— START EXTRACT TO READ —

Download Free, Lesson One

Four Lesson Exercise Book and 50 minute Cd recording = $12.95 + $3.95 shipping

A "Call and Response", follow-the-leader, audio recording and text which enables the
beginning trumpeter to determine whether or not he is playing the correct tone. The
instructor continually reminds the neophyte, regarding essential matters, as they play together.
"The next best thing to having a "live" competent teacher at your side!". Developed especially
for the public school trumpet student who does not have access to a private tutor. It is equally
effective with adult beginners as a "home-teaching" tutor.

Preface - To The Teacher One of the great problems confronting the beginning trumpeter,
when he leaves his teacher and goes home to practice, is that of knowing whether or not he is playing
the correct tone, according to the written note. With the GRIFTON SCHOOL AUDIO TEACHER, much
insecurity and bewilderment is eliminated. The GRIFTON SCHOOL AUDIO TEACHER is a programmed,
graduated tutor which enables the child to read and play instantly. Fingering, note names, breathing,
tonguing, and other fundamental techniques are stressed when appropriate. Crutches, such as fingerings
and written note names, are gradually deleted so that the student should not become dependent upon them.

— END EXTRACT TO READ —
— START STORED RECORDS —

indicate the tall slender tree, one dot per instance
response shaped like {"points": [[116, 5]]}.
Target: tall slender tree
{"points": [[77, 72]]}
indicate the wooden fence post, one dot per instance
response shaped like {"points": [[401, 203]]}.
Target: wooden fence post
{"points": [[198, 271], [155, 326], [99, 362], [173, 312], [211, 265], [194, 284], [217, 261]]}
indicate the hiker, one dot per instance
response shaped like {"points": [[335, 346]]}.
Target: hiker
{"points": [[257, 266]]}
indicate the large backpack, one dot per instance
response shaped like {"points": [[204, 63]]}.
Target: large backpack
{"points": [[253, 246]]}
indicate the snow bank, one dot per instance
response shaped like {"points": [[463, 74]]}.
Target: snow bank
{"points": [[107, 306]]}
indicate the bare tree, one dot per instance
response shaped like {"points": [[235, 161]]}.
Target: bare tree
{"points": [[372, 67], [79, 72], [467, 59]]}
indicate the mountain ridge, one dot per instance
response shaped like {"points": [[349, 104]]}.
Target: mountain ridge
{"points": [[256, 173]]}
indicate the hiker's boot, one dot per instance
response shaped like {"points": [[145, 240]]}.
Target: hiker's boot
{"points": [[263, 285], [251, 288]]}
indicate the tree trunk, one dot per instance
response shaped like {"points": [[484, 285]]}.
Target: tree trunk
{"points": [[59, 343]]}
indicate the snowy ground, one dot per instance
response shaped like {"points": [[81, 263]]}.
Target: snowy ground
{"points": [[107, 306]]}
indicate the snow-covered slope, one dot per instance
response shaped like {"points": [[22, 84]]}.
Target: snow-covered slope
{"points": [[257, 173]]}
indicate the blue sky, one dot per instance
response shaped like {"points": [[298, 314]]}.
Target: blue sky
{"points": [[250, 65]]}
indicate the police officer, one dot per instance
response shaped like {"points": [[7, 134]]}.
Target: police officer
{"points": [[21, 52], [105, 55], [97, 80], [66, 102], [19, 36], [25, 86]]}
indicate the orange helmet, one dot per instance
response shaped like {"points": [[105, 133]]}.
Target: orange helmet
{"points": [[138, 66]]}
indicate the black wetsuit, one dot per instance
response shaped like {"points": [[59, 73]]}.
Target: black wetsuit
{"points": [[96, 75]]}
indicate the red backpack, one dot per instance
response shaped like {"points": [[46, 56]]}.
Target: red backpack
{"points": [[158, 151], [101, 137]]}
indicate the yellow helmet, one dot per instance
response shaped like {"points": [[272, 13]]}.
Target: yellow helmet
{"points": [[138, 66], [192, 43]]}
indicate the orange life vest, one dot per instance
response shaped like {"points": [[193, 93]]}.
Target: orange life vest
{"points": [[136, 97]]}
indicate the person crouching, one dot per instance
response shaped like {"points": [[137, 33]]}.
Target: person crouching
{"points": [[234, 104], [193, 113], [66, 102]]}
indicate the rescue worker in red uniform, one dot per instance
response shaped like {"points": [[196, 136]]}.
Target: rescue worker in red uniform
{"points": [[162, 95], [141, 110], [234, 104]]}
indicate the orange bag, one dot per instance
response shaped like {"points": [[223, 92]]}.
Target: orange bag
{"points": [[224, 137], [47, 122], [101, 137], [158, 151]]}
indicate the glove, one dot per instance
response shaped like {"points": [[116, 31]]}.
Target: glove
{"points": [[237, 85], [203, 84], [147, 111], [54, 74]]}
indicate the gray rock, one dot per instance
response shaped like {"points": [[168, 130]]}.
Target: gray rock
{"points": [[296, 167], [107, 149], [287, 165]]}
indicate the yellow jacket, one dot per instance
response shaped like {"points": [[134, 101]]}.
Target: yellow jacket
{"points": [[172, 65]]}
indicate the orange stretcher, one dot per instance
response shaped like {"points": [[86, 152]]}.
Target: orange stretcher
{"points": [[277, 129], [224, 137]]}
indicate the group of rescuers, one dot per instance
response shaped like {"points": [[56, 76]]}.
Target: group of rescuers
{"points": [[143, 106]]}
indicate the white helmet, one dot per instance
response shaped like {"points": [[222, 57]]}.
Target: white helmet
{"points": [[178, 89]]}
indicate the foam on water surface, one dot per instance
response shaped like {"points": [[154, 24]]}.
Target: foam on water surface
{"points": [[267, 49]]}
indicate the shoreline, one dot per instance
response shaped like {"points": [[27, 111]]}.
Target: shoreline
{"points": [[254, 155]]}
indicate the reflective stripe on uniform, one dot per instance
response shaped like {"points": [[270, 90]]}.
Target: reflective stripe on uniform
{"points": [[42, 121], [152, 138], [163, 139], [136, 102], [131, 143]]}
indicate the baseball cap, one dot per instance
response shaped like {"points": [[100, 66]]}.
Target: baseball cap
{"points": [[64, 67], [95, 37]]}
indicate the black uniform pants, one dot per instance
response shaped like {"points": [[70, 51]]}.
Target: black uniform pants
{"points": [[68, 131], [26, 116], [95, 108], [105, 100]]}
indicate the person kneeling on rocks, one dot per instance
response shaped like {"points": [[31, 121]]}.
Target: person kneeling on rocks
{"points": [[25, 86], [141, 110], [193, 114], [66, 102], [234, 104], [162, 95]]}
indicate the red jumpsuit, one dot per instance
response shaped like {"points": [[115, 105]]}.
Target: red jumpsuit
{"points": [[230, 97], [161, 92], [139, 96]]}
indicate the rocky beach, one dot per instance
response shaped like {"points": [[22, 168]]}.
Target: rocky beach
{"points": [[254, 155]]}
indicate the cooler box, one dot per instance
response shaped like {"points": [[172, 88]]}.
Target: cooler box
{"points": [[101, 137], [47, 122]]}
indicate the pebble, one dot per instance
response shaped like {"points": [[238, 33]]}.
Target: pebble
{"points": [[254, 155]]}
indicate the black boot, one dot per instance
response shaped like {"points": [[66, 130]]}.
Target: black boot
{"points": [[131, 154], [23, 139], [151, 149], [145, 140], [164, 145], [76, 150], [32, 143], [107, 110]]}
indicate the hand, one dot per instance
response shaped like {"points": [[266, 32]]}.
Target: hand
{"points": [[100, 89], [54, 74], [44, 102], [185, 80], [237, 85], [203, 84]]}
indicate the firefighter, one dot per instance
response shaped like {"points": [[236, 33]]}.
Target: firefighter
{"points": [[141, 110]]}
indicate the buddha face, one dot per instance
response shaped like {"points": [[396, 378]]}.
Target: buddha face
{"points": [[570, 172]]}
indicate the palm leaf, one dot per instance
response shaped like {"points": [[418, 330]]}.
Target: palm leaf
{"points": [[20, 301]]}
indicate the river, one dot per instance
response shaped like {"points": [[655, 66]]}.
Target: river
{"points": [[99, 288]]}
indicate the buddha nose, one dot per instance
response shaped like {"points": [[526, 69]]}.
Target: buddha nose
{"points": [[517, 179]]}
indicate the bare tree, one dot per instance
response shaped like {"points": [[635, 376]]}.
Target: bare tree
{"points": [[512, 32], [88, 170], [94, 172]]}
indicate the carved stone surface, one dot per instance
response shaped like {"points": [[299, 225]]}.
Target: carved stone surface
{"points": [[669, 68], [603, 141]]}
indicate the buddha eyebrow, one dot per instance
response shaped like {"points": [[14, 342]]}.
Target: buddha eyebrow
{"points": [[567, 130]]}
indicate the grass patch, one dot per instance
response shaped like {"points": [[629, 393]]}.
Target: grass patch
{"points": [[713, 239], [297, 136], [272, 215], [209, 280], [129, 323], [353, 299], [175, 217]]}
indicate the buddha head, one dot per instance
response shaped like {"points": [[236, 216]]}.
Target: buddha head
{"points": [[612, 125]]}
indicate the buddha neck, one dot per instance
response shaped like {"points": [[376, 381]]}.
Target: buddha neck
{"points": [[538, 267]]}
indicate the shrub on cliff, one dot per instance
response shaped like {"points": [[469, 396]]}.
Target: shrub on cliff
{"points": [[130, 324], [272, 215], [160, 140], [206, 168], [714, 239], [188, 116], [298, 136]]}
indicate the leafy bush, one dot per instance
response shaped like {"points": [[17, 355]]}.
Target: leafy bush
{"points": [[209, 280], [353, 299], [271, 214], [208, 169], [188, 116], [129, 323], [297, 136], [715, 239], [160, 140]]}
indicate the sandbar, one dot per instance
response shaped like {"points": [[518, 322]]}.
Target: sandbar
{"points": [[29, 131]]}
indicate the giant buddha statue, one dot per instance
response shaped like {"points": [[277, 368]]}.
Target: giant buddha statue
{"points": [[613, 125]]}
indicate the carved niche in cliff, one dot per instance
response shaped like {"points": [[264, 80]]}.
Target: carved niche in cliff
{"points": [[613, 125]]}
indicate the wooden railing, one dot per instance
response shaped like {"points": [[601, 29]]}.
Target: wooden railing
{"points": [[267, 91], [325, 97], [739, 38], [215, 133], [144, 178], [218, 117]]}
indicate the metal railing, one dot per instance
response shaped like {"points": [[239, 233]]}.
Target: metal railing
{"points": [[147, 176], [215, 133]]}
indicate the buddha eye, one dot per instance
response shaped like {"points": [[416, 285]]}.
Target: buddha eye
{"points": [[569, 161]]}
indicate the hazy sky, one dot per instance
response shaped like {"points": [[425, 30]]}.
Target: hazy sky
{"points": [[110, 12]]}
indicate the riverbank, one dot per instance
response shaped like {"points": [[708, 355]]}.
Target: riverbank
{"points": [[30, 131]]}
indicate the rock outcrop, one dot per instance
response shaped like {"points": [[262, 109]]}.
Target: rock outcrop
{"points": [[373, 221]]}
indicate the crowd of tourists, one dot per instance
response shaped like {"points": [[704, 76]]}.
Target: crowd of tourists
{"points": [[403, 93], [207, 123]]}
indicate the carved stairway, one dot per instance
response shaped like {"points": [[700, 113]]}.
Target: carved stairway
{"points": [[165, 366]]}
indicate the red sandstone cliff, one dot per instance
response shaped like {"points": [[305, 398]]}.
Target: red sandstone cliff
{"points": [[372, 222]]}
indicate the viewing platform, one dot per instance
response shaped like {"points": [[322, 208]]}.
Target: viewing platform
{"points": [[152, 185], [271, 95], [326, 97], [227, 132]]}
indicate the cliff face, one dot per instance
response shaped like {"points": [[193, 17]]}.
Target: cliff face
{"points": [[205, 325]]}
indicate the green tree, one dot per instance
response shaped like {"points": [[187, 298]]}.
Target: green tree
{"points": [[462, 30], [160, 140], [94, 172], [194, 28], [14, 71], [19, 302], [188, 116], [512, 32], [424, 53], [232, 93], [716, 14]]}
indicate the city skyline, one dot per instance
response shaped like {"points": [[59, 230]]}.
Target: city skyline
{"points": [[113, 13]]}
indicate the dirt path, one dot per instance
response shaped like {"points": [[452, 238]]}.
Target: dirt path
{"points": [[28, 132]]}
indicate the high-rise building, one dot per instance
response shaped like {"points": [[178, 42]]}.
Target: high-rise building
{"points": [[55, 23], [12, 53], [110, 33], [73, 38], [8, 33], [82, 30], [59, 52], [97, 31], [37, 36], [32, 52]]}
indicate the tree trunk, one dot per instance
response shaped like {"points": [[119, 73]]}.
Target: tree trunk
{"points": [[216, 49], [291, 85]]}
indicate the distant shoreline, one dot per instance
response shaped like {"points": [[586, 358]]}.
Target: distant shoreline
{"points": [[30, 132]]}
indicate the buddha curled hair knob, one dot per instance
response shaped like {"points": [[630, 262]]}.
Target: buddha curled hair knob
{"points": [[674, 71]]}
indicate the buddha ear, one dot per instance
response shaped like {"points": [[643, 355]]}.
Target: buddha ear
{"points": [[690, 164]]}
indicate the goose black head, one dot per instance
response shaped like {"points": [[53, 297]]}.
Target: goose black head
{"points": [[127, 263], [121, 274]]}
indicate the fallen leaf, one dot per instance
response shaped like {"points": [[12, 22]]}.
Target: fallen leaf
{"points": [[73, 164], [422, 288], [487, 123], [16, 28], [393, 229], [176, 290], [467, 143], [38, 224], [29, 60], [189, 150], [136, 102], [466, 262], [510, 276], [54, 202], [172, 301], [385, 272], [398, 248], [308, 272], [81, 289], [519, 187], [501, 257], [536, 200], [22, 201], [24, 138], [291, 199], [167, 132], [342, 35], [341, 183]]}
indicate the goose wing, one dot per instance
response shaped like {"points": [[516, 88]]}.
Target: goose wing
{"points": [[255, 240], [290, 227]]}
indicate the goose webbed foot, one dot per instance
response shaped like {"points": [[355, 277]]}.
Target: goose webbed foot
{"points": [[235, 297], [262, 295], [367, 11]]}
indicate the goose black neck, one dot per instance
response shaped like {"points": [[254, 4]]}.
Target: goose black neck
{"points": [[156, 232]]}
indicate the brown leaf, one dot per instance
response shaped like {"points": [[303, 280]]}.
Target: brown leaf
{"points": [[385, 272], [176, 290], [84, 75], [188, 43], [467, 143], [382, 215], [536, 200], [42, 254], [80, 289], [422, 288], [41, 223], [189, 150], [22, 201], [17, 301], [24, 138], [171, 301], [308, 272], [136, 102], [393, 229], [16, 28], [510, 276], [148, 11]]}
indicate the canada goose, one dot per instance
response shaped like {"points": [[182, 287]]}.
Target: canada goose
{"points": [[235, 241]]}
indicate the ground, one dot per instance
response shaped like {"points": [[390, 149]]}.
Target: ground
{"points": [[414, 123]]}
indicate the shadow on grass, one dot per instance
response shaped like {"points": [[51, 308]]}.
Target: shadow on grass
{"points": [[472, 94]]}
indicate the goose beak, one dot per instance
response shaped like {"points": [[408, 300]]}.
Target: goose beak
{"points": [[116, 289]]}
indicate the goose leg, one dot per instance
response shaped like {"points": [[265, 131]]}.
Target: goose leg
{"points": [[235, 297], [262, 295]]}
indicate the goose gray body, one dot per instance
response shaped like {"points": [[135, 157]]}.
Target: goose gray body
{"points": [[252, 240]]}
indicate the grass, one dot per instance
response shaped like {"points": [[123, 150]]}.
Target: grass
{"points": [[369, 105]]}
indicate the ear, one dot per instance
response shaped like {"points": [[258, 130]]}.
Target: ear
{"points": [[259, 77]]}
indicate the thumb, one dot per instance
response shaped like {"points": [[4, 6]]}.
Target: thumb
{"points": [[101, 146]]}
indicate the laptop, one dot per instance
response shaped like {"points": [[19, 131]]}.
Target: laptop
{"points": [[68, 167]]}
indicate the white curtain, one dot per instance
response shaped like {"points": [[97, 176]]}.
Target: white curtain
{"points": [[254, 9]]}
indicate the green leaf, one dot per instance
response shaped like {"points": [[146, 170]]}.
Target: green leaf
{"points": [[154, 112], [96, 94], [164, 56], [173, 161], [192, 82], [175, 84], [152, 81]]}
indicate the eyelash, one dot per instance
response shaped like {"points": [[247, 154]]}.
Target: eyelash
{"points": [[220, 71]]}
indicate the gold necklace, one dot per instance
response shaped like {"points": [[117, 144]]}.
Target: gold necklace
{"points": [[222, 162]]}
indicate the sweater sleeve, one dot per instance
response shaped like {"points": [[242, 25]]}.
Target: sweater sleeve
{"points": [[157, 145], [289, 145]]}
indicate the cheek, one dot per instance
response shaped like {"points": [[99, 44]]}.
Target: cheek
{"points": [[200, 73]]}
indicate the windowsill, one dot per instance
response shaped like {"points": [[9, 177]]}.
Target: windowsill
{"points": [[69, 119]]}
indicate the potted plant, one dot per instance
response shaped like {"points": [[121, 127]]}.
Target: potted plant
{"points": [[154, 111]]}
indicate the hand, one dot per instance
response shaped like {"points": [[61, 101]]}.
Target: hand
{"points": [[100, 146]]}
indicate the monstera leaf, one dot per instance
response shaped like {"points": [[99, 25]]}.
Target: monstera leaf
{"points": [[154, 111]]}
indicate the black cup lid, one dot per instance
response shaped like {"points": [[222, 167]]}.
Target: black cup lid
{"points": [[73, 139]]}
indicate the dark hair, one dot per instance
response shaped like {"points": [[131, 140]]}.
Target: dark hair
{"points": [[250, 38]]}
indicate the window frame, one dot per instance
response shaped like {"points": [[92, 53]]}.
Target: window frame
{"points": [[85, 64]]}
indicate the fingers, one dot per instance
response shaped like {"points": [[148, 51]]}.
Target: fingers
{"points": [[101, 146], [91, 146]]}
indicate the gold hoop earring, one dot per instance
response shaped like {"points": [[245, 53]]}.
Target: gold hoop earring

— END STORED RECORDS —

REQUESTS –
a) Please transcribe the trumpet course description from "Four Lesson Exercise" up to and including "they play together.".
b) According to the trumpet course description, for whom was the tutor developed especially?
c) Translate this sentence from the trumpet course description into Spanish: "Fingering, note names, breathing, tonguing, and other fundamental techniques are stressed when appropriate."

SOLUTIONS TO EACH TASK –
a)
Four Lesson Exercise Book and 50 minute Cd recording = $12.95 + $3.95 shipping

A "Call and Response", follow-the-leader, audio recording and text which enables the
beginning trumpeter to determine whether or not he is playing the correct tone. The
instructor continually reminds the neophyte, regarding essential matters, as they play together.

b) For the public school trumpet student who does not have access to a private tutor.

c) La digitación, los nombres de las notas, la respiración, el picado y otras técnicas fundamentales se enfatizan cuando corresponde.